_WHAT THIS TASK INVOLVES:_ Each entry below must be repeated word for word.

_Lines of data:_
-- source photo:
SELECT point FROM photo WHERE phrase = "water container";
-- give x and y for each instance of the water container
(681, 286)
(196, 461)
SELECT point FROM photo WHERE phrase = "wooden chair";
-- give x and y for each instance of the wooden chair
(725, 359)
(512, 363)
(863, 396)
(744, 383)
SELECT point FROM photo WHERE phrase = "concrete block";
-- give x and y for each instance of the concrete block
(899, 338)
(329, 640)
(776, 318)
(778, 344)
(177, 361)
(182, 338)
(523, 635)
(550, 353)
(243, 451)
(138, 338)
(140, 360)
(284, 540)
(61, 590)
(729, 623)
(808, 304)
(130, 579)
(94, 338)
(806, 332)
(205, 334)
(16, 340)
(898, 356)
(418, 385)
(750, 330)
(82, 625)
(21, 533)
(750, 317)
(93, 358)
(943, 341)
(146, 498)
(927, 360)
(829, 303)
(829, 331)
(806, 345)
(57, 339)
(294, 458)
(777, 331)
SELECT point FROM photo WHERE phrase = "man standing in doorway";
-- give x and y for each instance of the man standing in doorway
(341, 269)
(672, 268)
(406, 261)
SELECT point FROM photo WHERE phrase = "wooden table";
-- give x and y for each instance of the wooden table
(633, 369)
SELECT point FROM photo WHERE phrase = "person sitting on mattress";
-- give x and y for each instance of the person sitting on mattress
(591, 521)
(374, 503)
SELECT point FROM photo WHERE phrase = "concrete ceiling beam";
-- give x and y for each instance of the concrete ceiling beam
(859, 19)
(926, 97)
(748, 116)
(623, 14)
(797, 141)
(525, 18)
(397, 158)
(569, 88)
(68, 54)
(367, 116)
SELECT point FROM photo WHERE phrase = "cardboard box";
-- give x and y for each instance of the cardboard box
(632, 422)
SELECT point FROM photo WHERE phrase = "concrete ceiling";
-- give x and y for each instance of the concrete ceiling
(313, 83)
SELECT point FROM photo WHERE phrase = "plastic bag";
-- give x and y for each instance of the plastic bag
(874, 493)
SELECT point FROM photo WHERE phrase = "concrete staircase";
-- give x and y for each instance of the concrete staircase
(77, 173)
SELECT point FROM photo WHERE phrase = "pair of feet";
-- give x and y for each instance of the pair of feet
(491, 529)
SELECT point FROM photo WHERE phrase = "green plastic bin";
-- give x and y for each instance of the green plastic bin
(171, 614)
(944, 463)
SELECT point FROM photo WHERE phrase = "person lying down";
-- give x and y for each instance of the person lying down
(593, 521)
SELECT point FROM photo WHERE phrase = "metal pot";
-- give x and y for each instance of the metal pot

_TASK RESPONSE:_
-- source photo:
SELECT point FROM photo WHERE phrase = "water container";
-- give x and y for each instance of the water container
(681, 286)
(196, 461)
SELECT point FROM photo WHERE phrase = "wooden chair";
-- give x and y for each instance of the wooden chair
(725, 359)
(512, 363)
(863, 396)
(744, 383)
SELECT point FROM photo WHERE phrase = "concrete block";
-- give x and y for each instance of the concrete block
(899, 338)
(329, 640)
(776, 318)
(778, 344)
(177, 361)
(182, 338)
(523, 635)
(550, 353)
(243, 451)
(138, 338)
(140, 360)
(284, 540)
(61, 590)
(729, 623)
(808, 304)
(130, 579)
(94, 338)
(806, 332)
(205, 334)
(16, 340)
(898, 356)
(418, 385)
(750, 330)
(82, 625)
(21, 533)
(750, 317)
(93, 358)
(943, 341)
(146, 498)
(927, 360)
(829, 303)
(829, 331)
(806, 345)
(57, 339)
(294, 458)
(777, 331)
SELECT point FROM photo WHERE phrase = "man standing in doorway";
-- give x and y for each instance of the man standing in doorway
(341, 269)
(672, 268)
(406, 261)
SELECT point FROM photo WHERE phrase = "wooden table";
-- give x and y for each instance of the wooden table
(633, 369)
SELECT point FROM photo WHERE phrase = "person sitting on mattress";
-- give x and y for each instance of the person sitting on mattress
(591, 521)
(374, 503)
SELECT point FROM photo WHERE phrase = "concrete ceiling beam";
-- give x and y for each instance of the concrete ceiling beam
(859, 19)
(926, 97)
(748, 116)
(623, 14)
(797, 141)
(525, 18)
(397, 158)
(569, 88)
(68, 54)
(367, 116)
SELECT point FROM photo WHERE phrase = "cardboard box";
-- give x and y for each instance of the cardboard box
(632, 422)
SELECT point FROM photo WHERE phrase = "concrete ceiling";
-- give x and y for each instance of the concrete ceiling
(313, 83)
SELECT point FROM photo WHERE phrase = "plastic bag";
-- give x and y for each instance of the plastic bag
(874, 493)
SELECT point FROM photo WHERE phrase = "concrete staircase";
-- give x and y for each instance of the concrete staircase
(77, 173)
SELECT point FROM photo WHERE phrase = "pair of feet";
-- give x and y for each instance of the pair of feet
(491, 529)
SELECT point FROM photo WHERE phrase = "green plastic bin";
-- give x and y for each instance of the green plastic bin
(171, 614)
(944, 463)
SELECT point FROM photo WHERE phrase = "person lying down";
-- give x and y for each instance of the person lying down
(593, 521)
SELECT point FROM photo WHERE phrase = "metal pot";
-- give x and y for each instance of the metal pot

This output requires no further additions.